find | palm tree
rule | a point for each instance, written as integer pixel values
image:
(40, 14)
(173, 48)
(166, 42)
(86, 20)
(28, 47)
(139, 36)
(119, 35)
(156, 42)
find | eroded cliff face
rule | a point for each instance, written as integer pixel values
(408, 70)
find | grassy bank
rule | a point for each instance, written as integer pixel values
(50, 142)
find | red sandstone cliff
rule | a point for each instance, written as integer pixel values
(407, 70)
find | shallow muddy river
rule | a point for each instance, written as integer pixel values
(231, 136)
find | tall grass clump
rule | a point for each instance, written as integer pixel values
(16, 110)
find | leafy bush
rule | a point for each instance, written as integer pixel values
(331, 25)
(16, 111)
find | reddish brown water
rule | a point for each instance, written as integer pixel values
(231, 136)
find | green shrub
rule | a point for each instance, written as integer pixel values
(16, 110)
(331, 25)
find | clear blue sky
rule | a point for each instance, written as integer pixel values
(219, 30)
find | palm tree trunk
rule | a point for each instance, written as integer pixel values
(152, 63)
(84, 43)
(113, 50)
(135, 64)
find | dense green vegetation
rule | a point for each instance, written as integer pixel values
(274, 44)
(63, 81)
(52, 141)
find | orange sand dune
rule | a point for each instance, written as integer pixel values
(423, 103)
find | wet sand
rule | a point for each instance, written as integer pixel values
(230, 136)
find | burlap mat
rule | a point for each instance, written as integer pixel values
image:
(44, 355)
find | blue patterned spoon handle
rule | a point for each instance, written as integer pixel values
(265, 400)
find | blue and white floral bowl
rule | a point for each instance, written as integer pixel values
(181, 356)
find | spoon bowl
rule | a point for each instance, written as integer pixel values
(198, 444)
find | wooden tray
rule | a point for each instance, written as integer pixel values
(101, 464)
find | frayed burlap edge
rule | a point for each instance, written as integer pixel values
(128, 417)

Exercise instructions: Give again, unchanged, the lines running from the top of the material above through the line that has "find | blue and white floral bowl", and nothing more.

Answer to this problem:
find | palm tree
rule | a point for each instance, written as integer pixel values
image:
(40, 14)
(173, 48)
(166, 42)
(86, 20)
(28, 47)
(139, 36)
(119, 35)
(156, 42)
find | eroded cliff face
rule | a point for each instance, written as integer pixel values
(408, 70)
find | grassy bank
rule | a point for each instance, written as integer pixel values
(50, 142)
find | red sandstone cliff
rule | a point for each instance, written as integer pixel values
(407, 70)
find | shallow muddy river
rule | a point for each instance, written as integer pixel values
(231, 136)
find | tall grass clump
rule | a point for each instance, written as integer pixel values
(16, 110)
find | leafy bush
rule | a point for each instance, written as integer pixel values
(331, 25)
(16, 111)
find | reddish brown water
rule | a point for each instance, written as integer pixel values
(231, 136)
find | green shrub
rule | a point for each instance, written as integer pixel values
(16, 110)
(331, 25)
find | clear blue sky
rule | a point for each instance, written as integer pixel values
(219, 30)
find | palm tree trunk
rule | a point for each instance, written as integer pixel values
(152, 63)
(84, 43)
(113, 50)
(135, 64)
find | dense green vegetation
rule | a point for each instance, written as integer pixel values
(274, 44)
(63, 81)
(52, 141)
find | orange sand dune
rule | a point for each instance, written as integer pixel values
(423, 103)
find | wet sand
rule | a point for each instance, written as integer pixel values
(230, 136)
find | burlap mat
rule | a point for each instance, written as integer pixel values
image:
(44, 355)
find | blue patterned spoon handle
rule | a point for each instance, written as integer pixel values
(265, 400)
find | blue and white floral bowl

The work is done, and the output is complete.